What is being asked ▸ Print verbatim every line starting at the one that contains "I would be grateful if you could tag the wood grain" and ending at the final line of the records; include both endpoints.

Provided data ▸
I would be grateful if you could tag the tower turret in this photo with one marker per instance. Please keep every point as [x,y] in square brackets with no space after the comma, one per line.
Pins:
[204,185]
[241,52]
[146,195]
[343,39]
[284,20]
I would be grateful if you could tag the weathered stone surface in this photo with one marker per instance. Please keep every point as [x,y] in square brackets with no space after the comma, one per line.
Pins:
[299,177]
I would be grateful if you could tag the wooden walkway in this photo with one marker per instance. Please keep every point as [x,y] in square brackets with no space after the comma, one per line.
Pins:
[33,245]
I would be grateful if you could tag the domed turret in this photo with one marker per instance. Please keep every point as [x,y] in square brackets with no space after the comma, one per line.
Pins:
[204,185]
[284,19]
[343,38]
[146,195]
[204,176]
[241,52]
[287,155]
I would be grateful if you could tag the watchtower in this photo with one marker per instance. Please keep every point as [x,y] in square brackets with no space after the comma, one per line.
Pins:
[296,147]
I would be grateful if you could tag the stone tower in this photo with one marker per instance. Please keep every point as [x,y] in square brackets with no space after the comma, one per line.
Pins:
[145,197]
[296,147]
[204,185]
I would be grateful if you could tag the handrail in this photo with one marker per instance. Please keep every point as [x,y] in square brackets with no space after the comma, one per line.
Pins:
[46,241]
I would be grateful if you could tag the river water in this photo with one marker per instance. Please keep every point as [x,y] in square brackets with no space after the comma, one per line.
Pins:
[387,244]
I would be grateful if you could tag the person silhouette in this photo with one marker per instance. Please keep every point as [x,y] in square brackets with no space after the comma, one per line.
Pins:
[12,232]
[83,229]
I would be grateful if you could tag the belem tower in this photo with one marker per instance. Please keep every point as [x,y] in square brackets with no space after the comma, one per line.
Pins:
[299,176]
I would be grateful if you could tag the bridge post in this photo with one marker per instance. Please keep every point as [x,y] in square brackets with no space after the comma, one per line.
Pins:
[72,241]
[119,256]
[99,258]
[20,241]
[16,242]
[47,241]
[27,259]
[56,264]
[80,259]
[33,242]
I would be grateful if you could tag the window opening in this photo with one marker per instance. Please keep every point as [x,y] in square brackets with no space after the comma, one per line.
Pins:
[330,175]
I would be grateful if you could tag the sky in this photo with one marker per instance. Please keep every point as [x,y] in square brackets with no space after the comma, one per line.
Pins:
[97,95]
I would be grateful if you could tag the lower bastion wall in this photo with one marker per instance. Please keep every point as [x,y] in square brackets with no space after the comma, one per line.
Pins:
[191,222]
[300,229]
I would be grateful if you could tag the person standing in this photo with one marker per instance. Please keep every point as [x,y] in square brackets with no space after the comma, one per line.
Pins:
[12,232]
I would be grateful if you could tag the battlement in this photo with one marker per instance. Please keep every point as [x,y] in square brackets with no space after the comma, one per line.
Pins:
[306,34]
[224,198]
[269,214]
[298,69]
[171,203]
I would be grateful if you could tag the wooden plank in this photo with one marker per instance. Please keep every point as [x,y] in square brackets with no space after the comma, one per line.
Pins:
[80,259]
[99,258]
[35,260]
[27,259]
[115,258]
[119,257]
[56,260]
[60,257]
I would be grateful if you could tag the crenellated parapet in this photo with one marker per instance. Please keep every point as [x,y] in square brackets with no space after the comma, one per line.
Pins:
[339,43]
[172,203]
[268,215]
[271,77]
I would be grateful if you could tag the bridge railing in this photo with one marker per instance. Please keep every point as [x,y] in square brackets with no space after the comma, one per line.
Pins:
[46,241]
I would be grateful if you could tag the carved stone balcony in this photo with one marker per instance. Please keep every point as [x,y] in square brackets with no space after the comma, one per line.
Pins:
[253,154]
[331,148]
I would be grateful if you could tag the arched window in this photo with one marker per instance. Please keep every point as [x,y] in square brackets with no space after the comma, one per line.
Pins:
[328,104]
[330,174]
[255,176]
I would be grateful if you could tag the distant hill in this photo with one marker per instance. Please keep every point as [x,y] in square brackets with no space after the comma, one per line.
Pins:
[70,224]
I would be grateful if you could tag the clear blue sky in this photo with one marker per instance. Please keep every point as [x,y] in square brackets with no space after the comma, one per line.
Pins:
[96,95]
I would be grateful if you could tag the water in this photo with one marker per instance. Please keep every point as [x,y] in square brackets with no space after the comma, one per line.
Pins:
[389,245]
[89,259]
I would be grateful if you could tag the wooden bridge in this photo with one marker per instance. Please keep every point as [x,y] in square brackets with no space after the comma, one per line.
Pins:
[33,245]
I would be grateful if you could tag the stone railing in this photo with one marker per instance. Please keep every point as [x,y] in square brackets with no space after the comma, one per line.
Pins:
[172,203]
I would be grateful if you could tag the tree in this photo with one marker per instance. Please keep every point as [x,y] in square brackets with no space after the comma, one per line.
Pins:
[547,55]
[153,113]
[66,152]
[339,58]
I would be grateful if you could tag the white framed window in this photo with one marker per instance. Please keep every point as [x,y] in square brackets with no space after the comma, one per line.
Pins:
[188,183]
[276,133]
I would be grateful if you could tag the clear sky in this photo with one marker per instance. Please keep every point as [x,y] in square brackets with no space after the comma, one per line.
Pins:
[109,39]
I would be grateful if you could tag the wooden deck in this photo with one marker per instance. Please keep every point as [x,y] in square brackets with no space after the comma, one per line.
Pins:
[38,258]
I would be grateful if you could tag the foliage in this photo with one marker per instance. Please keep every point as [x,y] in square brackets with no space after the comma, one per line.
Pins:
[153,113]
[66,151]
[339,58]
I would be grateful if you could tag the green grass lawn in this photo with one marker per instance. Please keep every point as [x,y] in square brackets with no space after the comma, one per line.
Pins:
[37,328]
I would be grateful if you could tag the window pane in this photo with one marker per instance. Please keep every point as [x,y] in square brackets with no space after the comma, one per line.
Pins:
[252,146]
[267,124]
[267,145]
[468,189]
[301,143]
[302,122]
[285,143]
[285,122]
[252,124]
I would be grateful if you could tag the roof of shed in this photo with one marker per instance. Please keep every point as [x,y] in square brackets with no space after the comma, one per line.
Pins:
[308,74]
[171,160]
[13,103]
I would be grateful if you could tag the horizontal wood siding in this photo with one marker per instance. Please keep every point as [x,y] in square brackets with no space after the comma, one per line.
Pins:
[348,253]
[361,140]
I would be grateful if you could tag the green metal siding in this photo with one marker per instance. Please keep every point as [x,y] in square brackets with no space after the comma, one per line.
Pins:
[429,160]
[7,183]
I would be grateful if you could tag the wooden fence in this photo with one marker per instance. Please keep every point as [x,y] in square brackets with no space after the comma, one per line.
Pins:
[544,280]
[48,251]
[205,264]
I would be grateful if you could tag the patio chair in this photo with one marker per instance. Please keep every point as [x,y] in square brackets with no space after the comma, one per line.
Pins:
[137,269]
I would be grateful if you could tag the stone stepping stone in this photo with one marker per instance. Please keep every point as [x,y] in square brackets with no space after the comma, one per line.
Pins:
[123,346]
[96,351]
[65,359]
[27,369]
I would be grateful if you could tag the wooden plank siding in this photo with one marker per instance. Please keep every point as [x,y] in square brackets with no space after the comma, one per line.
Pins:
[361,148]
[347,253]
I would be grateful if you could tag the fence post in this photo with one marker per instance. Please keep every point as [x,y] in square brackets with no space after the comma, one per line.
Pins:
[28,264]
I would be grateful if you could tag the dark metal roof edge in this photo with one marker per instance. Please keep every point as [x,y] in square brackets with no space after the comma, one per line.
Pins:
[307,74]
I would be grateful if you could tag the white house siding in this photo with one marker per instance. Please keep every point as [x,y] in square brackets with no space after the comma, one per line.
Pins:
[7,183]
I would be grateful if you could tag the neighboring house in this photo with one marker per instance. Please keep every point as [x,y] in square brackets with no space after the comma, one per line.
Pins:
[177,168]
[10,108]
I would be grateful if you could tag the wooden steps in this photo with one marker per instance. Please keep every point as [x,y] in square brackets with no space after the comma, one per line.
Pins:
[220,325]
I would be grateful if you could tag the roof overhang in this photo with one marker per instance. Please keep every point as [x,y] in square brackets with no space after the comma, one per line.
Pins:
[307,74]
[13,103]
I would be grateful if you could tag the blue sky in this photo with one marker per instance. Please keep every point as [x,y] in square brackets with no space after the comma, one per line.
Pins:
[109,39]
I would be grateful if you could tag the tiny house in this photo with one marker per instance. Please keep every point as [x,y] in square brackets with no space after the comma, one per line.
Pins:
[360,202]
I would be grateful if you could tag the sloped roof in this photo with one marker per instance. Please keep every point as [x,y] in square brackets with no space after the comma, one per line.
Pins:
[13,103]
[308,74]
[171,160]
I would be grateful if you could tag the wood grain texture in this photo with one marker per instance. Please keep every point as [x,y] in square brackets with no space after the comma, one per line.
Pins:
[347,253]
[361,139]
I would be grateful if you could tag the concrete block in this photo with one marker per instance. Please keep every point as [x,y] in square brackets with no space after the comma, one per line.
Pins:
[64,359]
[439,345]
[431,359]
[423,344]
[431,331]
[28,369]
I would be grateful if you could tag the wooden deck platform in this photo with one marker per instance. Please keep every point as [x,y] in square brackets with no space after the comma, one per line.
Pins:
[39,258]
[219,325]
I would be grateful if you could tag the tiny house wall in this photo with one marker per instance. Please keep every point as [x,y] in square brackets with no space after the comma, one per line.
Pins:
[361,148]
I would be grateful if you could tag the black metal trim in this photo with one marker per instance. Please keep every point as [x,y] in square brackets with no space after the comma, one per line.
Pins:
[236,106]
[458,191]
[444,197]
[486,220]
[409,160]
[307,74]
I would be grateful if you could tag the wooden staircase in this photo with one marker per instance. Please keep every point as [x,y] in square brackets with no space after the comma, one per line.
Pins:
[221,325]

Exercise response ▸
I would be grateful if you could tag the wood grain texture in this photo with one marker per instance. Please keep every point as [x,y] in square brackets with no space after the comma, one per line.
Pins:
[347,253]
[361,139]
I would be grateful if you could tag the concrete block in this photo with one marker per instance. Please keep every point as [x,y] in square brackets with no space after the comma, one per line.
Pins:
[64,359]
[439,345]
[431,359]
[423,344]
[431,331]
[28,369]
I would be grateful if you could tag the wooden deck platform in this photo with one marker per instance. Please keep every point as [x,y] in square brackets with no space after the comma, one per line.
Pins:
[39,258]
[219,325]
I would be grateful if you could tag the tiny house wall in this photo with one marker per instance. Please keep every point as [x,y] in square brackets with no space after the comma, one per line.
Pins:
[361,148]
I would be grateful if you could tag the black metal trim in this photo with one marker per instance. Please keep every point as [x,y] in square brackets with no space after the comma, one per line.
Pins:
[236,106]
[458,191]
[444,197]
[486,220]
[409,160]
[307,74]
I would be grateful if you could tag the wooden staircase in this photo with one marker per instance. Please keep every point as [x,y] in square brackets with no space after the comma, one per line.
Pins:
[221,325]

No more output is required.